[START OF Available records]

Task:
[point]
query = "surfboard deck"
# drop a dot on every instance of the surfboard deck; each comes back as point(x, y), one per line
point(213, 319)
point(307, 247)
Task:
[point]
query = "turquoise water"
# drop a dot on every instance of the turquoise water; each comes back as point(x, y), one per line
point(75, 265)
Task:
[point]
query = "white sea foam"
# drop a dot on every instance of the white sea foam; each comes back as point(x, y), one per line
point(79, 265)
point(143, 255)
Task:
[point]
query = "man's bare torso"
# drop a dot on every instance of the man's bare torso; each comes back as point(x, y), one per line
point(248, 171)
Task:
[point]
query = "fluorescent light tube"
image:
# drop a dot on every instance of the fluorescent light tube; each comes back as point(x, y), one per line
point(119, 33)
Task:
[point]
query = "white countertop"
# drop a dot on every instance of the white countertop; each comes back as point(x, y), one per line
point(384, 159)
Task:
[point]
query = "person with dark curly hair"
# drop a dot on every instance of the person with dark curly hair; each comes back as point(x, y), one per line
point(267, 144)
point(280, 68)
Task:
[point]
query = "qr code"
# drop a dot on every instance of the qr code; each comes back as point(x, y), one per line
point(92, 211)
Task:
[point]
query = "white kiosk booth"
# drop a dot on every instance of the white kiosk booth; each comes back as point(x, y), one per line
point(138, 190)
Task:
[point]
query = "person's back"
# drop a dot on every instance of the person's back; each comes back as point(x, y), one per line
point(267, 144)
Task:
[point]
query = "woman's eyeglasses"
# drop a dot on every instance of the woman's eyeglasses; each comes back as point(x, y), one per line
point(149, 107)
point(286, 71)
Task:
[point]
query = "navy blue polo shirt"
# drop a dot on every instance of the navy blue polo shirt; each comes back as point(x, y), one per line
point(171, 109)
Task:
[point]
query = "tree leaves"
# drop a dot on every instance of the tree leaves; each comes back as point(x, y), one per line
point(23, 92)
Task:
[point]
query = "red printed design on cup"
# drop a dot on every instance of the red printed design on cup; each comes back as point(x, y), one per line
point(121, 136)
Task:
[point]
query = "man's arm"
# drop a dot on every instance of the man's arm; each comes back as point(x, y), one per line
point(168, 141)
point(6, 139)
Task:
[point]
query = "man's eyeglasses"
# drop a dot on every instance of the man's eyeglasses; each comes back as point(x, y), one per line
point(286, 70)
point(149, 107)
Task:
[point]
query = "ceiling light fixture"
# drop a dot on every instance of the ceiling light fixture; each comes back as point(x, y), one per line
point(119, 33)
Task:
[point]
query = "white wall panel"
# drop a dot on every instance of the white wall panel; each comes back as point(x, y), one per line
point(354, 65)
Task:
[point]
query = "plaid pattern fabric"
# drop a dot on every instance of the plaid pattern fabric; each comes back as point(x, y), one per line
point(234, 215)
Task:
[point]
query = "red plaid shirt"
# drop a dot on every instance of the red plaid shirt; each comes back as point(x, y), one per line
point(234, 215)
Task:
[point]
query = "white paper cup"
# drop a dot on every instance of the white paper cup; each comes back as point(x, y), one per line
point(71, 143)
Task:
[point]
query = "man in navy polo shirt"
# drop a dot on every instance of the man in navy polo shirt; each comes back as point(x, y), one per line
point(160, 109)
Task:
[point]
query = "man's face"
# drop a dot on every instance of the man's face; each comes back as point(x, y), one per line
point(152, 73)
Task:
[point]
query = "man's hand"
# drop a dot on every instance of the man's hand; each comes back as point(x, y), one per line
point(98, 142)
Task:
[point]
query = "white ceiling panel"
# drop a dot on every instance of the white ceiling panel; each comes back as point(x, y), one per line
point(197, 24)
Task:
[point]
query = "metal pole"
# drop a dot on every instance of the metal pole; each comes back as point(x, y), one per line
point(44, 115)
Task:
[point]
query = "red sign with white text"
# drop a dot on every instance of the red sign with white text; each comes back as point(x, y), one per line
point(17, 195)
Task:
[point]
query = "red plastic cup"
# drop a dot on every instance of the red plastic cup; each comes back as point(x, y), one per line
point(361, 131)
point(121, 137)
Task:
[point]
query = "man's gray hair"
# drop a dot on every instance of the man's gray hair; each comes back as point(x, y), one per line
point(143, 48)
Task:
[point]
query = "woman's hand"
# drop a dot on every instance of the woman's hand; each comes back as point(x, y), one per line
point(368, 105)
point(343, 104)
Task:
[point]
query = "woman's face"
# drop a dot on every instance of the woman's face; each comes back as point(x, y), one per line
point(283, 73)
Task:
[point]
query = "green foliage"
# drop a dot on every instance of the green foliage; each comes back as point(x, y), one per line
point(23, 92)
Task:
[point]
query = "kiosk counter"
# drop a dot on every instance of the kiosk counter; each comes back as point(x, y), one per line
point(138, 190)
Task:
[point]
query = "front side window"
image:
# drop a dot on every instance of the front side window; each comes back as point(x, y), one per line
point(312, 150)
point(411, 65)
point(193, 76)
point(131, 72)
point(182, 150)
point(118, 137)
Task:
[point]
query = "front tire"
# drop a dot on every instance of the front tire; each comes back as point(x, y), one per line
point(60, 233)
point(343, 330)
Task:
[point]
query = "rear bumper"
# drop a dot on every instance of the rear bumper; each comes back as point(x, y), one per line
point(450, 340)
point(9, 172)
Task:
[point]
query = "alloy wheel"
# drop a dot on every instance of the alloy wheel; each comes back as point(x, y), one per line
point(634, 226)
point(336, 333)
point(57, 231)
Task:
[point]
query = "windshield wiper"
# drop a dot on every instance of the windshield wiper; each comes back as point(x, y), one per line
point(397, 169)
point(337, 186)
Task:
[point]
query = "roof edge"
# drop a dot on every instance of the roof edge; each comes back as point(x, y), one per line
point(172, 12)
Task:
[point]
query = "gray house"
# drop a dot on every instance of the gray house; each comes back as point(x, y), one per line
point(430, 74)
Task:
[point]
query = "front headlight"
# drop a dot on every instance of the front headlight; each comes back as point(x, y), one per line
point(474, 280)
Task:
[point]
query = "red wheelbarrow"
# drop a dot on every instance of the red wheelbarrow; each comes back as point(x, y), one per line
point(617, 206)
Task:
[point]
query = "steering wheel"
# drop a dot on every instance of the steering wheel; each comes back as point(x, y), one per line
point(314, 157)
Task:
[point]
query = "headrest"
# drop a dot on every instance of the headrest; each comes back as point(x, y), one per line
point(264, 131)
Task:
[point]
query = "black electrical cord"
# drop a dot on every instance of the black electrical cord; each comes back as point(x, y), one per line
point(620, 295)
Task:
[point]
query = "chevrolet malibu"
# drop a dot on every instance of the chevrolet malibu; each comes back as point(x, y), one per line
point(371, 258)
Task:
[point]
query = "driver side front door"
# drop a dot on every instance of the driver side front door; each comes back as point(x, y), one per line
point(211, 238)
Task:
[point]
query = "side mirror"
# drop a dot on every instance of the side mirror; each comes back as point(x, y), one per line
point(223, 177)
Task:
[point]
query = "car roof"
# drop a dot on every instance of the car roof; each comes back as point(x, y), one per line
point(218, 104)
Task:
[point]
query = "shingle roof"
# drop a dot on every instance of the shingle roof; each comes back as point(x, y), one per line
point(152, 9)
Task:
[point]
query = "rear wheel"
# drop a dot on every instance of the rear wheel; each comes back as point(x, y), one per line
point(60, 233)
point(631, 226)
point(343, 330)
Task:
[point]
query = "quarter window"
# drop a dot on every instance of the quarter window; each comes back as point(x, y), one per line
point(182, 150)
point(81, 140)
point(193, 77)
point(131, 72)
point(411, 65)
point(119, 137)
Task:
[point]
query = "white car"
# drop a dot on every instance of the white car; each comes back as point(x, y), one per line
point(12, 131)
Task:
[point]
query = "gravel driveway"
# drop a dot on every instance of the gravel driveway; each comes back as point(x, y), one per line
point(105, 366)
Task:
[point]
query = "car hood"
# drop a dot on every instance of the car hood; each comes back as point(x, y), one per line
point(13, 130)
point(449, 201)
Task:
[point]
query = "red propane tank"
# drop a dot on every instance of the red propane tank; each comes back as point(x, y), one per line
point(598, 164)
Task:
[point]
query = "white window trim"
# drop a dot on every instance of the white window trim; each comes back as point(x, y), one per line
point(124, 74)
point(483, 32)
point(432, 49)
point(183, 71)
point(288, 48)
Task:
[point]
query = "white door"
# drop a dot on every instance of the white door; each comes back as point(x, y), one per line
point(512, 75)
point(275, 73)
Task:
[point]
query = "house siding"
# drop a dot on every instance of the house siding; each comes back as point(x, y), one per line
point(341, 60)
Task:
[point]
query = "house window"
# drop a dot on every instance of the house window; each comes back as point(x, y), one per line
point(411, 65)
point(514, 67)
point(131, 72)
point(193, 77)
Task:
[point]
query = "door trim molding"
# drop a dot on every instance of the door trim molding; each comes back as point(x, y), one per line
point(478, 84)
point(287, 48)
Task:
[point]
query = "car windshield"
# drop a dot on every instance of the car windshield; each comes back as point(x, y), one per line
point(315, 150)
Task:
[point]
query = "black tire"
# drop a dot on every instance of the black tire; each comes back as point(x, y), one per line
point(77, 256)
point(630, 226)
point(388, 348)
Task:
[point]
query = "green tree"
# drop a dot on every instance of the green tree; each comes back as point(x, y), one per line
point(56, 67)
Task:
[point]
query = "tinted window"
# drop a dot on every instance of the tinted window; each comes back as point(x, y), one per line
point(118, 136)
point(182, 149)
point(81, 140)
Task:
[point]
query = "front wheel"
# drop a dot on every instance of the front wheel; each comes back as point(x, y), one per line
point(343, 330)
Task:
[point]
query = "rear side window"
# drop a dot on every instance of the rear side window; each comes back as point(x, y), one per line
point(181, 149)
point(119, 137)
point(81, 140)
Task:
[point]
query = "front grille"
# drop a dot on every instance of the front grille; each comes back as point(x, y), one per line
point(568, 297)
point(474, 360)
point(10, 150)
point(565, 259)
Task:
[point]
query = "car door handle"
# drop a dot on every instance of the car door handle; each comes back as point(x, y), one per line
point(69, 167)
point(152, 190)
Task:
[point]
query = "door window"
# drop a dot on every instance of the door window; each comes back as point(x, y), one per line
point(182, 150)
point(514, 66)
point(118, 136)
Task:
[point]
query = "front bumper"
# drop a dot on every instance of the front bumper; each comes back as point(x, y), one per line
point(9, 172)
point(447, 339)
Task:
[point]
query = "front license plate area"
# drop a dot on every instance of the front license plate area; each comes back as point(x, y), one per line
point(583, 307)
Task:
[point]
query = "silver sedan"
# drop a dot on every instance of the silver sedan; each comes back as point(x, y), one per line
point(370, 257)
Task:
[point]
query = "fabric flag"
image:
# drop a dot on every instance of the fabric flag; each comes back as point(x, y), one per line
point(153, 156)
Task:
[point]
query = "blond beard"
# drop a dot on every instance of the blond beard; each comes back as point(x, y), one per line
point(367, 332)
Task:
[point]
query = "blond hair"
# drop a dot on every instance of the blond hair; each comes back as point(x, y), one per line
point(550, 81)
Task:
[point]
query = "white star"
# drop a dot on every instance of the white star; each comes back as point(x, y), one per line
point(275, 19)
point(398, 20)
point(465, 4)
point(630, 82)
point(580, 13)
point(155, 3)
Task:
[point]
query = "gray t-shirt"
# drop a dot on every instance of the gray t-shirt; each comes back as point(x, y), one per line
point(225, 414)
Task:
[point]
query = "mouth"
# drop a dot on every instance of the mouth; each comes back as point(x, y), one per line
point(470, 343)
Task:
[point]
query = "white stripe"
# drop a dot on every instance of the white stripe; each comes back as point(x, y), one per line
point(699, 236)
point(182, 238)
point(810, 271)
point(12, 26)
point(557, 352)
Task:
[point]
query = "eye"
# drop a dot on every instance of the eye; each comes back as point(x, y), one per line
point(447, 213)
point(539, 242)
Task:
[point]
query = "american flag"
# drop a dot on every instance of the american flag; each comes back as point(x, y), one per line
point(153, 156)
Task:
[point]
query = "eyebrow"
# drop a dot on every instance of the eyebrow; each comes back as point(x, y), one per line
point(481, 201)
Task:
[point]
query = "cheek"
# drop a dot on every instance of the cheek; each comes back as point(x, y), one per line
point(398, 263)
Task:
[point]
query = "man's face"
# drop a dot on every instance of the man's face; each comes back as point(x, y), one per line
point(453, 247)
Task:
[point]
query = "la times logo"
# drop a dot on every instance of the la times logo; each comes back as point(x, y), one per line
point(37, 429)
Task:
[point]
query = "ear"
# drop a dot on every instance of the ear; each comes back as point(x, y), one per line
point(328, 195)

[END OF Available records]

Required task: Return every line of the data that contains the string "plastic".

Result:
query = "red plastic cup"
# drop a dot on every instance of the red plastic cup; each comes back as point(x, y), one per line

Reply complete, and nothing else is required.